Direction >> Render each line of the rows below as a Markdown table with the columns Number and Content, numbering the lines in order and omitting blank lines.

Records to process >>
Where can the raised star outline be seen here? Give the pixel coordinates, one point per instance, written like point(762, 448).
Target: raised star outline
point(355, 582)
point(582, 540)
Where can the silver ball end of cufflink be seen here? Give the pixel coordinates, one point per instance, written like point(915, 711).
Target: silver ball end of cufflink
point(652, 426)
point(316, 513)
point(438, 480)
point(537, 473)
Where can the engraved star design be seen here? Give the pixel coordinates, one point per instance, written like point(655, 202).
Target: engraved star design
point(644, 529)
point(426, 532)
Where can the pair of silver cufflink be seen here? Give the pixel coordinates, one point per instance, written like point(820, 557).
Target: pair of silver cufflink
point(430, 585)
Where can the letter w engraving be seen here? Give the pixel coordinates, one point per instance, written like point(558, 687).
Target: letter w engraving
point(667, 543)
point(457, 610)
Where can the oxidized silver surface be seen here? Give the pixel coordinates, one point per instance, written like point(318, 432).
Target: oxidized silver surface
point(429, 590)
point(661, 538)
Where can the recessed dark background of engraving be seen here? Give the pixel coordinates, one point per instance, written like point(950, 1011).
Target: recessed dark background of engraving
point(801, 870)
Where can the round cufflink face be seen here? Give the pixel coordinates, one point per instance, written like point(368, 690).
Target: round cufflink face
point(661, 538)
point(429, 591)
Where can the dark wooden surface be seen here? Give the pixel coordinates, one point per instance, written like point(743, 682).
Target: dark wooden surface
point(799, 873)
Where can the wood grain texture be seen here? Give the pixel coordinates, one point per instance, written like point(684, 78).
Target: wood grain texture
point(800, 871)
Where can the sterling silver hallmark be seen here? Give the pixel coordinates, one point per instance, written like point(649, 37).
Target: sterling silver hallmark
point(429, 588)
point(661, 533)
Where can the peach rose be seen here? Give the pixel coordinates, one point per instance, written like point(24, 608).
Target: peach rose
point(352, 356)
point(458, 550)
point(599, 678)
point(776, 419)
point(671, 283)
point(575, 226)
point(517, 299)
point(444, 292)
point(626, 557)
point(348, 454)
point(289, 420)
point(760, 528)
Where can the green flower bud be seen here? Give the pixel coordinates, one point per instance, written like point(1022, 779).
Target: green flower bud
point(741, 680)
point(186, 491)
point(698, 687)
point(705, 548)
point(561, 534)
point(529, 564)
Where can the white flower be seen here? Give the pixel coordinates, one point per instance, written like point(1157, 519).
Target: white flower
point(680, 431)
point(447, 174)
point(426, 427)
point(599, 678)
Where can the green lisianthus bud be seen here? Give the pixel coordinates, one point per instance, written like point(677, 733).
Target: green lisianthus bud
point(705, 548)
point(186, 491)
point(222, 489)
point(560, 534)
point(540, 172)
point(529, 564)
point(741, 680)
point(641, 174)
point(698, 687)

Output for this task >>
| Number | Content |
|---|---|
| 1 | Where can the raised star outline be seen here? Give the pixel coordinates, one point per instance, written like point(762, 448). |
| 2 | Target: raised star outline |
| 3 | point(355, 582) |
| 4 | point(582, 540) |
| 5 | Where can the silver ball end of cufflink be seen here? Give the pixel coordinates, one point per instance, written like point(915, 711). |
| 6 | Target: silver ball end of cufflink |
| 7 | point(652, 426) |
| 8 | point(316, 513) |
| 9 | point(438, 480) |
| 10 | point(537, 473) |
| 11 | Where can the engraved star design be seen here? Give the pixel coordinates, one point per instance, written like point(655, 202). |
| 12 | Target: engraved star design |
| 13 | point(644, 529) |
| 14 | point(426, 532) |
| 15 | Where can the pair of silver cufflink be seen here? Give the pixel coordinates, one point per instance, written like point(820, 557). |
| 16 | Target: pair of silver cufflink |
| 17 | point(430, 585) |
| 18 | Where can the letter w engraving be seen here? Give the pixel coordinates, one point per instance, written like point(558, 687). |
| 19 | Target: letter w engraving |
| 20 | point(667, 543) |
| 21 | point(457, 610) |
| 22 | Where can the oxidized silver surface be seen here? Give the pixel coordinates, one point per instance, written like point(318, 432). |
| 23 | Target: oxidized silver surface |
| 24 | point(429, 590) |
| 25 | point(661, 538) |
| 26 | Where can the recessed dark background of engraving be seen here? Give the pixel coordinates, one point per instance, written like point(950, 1011). |
| 27 | Target: recessed dark background of engraving |
| 28 | point(801, 870) |
| 29 | Where can the round cufflink face be seen here? Give the pixel coordinates, one point per instance, written like point(368, 690). |
| 30 | Target: round cufflink face |
| 31 | point(661, 538) |
| 32 | point(429, 591) |
| 33 | Where can the dark wooden surface be seen here? Give the pixel coordinates, one point per instance, written like point(743, 682). |
| 34 | Target: dark wooden surface |
| 35 | point(799, 873) |
| 36 | Where can the wood grain texture be seen here? Give the pixel coordinates, one point per instance, written like point(684, 78). |
| 37 | Target: wood grain texture |
| 38 | point(800, 871) |
| 39 | Where can the sterling silver hallmark be seen here? Give the pixel coordinates, one point per instance, written like point(649, 37). |
| 40 | Target: sterling silver hallmark |
| 41 | point(429, 588) |
| 42 | point(661, 533) |
| 43 | Where can the peach rose be seen here? Give the pixel coordinates, one point per instance, written like point(24, 608). |
| 44 | Target: peach rose |
| 45 | point(352, 356) |
| 46 | point(458, 550) |
| 47 | point(599, 678) |
| 48 | point(776, 419) |
| 49 | point(671, 283) |
| 50 | point(575, 226) |
| 51 | point(517, 299) |
| 52 | point(444, 292) |
| 53 | point(626, 557) |
| 54 | point(348, 454) |
| 55 | point(289, 420) |
| 56 | point(760, 528) |
| 57 | Where can the green flower bud be seen here? Give the pixel coordinates, one point per instance, written like point(1022, 779). |
| 58 | Target: green flower bud |
| 59 | point(741, 680) |
| 60 | point(186, 491) |
| 61 | point(698, 687) |
| 62 | point(705, 548) |
| 63 | point(561, 534) |
| 64 | point(529, 564) |
| 65 | Where can the white flower be seen here? Give the pixel coordinates, one point per instance, written like point(1157, 519). |
| 66 | Target: white flower |
| 67 | point(680, 431) |
| 68 | point(447, 174) |
| 69 | point(426, 427) |
| 70 | point(599, 678) |
| 71 | Where can the green lisianthus bud be seen here? Give the pixel coordinates, one point per instance, written like point(677, 733). |
| 72 | Target: green lisianthus bud |
| 73 | point(705, 548) |
| 74 | point(186, 491) |
| 75 | point(222, 489) |
| 76 | point(560, 534) |
| 77 | point(540, 172) |
| 78 | point(529, 564) |
| 79 | point(741, 680) |
| 80 | point(641, 174) |
| 81 | point(698, 687) |